++++ RECORDS SUPPLIED

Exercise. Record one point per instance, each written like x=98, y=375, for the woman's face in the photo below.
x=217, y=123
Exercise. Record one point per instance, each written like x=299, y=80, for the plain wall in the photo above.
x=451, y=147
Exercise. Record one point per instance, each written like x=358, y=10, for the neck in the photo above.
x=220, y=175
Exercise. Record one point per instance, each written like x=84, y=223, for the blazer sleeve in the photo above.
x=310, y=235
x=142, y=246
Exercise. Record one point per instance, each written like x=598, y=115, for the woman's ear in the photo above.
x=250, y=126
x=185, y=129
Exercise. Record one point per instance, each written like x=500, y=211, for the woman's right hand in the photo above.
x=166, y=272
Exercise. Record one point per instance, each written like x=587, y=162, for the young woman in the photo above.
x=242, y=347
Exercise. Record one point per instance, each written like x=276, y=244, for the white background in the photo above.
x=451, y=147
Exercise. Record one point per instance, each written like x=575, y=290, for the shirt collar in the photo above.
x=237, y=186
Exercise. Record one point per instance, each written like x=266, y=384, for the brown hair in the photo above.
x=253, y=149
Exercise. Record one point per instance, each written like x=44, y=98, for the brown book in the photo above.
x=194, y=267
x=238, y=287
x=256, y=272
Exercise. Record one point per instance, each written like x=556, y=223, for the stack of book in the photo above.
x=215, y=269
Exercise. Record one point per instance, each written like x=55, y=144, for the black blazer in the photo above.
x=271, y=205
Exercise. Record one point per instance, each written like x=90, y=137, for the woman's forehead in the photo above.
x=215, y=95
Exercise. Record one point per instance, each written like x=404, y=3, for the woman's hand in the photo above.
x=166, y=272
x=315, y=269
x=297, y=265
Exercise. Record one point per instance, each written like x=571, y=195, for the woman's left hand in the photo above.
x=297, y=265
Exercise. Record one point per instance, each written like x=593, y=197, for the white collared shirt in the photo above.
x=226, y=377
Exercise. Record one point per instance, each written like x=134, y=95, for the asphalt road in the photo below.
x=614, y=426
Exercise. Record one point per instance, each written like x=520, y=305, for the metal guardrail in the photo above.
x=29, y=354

++++++++

Output each entry once again, exactly as shown above.

Exercise. Record one point per instance, each written like x=98, y=375, for the woman's face in the photo below.
x=217, y=123
Exercise. Record one point per instance, each written like x=299, y=80, for the plain wall in the photo above.
x=451, y=147
Exercise. Record one point per instance, each written like x=358, y=10, for the neck in the photo above.
x=220, y=175
Exercise. Record one point per instance, each written like x=84, y=223, for the blazer sleeve in the photo above.
x=310, y=235
x=142, y=246
Exercise. Record one point per instance, each written like x=598, y=115, for the woman's ear in the photo above.
x=250, y=126
x=185, y=129
Exercise. Record one point per instance, each written like x=500, y=211, for the woman's right hand in the photo above.
x=166, y=272
Exercise. Record one point per instance, each written like x=587, y=162, for the young woman in the photo above.
x=242, y=347
Exercise. Record one point per instance, each written like x=276, y=244, for the white background in the photo above.
x=451, y=147
Exercise. Record one point per instance, each written like x=575, y=290, for the shirt collar in the photo above.
x=237, y=186
Exercise. Record one point per instance, each written like x=266, y=384, for the brown hair in the photo above.
x=253, y=149
Exercise. Record one point per instance, each written like x=44, y=98, for the brown book in the photo above.
x=194, y=267
x=238, y=287
x=256, y=272
Exercise. Record one point per instance, each written like x=556, y=223, for the stack of book in the photo above.
x=215, y=269
Exercise. Record one point per instance, each written like x=55, y=144, for the black blazer in the photo above.
x=271, y=205
Exercise. Record one point per instance, each written like x=90, y=137, for the woman's forehead in the photo above.
x=215, y=95
Exercise. Record one point per instance, each written like x=404, y=3, for the woman's hand in the photo above.
x=166, y=272
x=315, y=269
x=297, y=265
Exercise. Record one point per instance, each written like x=571, y=195, for the woman's left hand in the photo above.
x=297, y=265
Exercise. Record one point per instance, each written like x=593, y=197, for the white collared shirt in the photo above.
x=226, y=377
Exercise. Record one point per instance, each written like x=134, y=95, for the asphalt road in the photo below.
x=614, y=426
Exercise. Record one point per instance, each written like x=520, y=305, for the metal guardrail in the photo above.
x=29, y=354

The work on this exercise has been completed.